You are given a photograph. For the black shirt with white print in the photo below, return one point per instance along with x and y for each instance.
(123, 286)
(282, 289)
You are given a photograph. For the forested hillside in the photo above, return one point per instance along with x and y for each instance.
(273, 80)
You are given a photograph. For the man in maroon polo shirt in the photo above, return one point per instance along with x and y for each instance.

* * * * *

From the first line to the last, copy the records without alteration.

You are given a photograph. For the black shirt with white print in the photo below, return one point per instance along with x and y for each instance.
(123, 286)
(282, 289)
You are given a photograph. For the forested hillside in the photo above, return one point per instance along with x and y for each instance.
(273, 80)
You are given a photograph. For the man in maroon polo shirt in the photo above, return one point per instance along with x and y for each instance.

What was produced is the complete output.